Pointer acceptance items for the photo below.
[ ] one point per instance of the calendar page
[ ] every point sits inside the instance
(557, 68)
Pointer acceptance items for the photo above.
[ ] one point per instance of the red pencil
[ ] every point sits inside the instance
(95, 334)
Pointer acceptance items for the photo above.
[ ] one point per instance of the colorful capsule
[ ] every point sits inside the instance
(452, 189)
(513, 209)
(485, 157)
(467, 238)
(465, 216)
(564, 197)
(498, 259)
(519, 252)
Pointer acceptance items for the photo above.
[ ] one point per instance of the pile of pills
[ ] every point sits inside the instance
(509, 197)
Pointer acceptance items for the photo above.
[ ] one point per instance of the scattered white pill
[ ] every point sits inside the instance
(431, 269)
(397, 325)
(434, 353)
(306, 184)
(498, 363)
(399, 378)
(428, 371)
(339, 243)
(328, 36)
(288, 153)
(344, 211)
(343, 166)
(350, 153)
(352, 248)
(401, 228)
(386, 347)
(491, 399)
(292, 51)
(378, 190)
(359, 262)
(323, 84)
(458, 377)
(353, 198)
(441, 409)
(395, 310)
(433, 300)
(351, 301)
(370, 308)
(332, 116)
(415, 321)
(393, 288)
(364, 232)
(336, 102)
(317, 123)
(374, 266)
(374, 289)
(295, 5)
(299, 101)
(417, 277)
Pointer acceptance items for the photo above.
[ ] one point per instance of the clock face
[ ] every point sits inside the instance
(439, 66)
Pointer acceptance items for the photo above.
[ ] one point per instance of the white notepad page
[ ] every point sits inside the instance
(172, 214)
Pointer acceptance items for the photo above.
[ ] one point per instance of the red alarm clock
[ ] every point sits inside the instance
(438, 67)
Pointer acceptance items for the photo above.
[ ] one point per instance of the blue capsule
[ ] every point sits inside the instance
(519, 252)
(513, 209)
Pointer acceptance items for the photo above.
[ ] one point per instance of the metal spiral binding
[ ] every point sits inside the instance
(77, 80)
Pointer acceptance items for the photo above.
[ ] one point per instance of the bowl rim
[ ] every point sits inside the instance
******************************
** ASSIGNED TASK **
Restate all of the material above exactly as written.

** ANSWER FOR THE TASK **
Pointer acceptance items for the photo below.
[ ] one point per instance of the calendar page
[ ] every point sits inside the instance
(557, 68)
Pointer acceptance items for the photo above.
[ ] one point per instance of the red pencil
[ ] every point sits inside the instance
(95, 334)
Pointer acceptance items for the photo above.
[ ] one point per instance of the colorful capsule
[ ] every point sits inside the instance
(452, 189)
(513, 209)
(485, 157)
(467, 238)
(465, 216)
(564, 197)
(498, 259)
(519, 252)
Pointer acceptance items for the photo above.
[ ] one point per instance of the pile of pills
[ ] every point sits inside the instance
(509, 197)
Pointer acceptance items for the photo above.
[ ] one point per instance of the scattered white pill
[ ] every point sits inside the instance
(431, 269)
(397, 325)
(434, 353)
(306, 184)
(498, 363)
(399, 378)
(428, 371)
(339, 243)
(328, 36)
(288, 153)
(344, 211)
(343, 166)
(350, 153)
(352, 248)
(401, 228)
(386, 347)
(491, 399)
(292, 51)
(378, 190)
(359, 262)
(323, 84)
(458, 377)
(353, 198)
(441, 409)
(395, 310)
(433, 300)
(351, 301)
(370, 308)
(332, 116)
(415, 321)
(393, 288)
(364, 232)
(336, 102)
(317, 123)
(374, 266)
(374, 289)
(295, 5)
(299, 101)
(417, 277)
Pointer acceptance items for the photo above.
[ ] one point per instance of the clock face
[ ] every point sits inside the instance
(439, 66)
Pointer acceptance items for the photo above.
[ ] one point per instance of the white notepad page
[ ] every point sits inside the instance
(172, 214)
Pointer acceptance items for the photo above.
[ ] one point per instance of the red alarm clock
[ ] every point sits inside the instance
(438, 67)
Pointer acceptance items for the photo above.
[ ] one point per instance of the blue capsule
[ ] every point sits inside the instance
(519, 252)
(513, 209)
Pointer acceptance items for the photo above.
[ ] one point per instance of the metal spiral binding
[ ] every point sits inside the instance
(77, 80)
Pointer acceptance items for the photo above.
[ ] one point per instance of the bowl rim
[ ] every point sits inside the instance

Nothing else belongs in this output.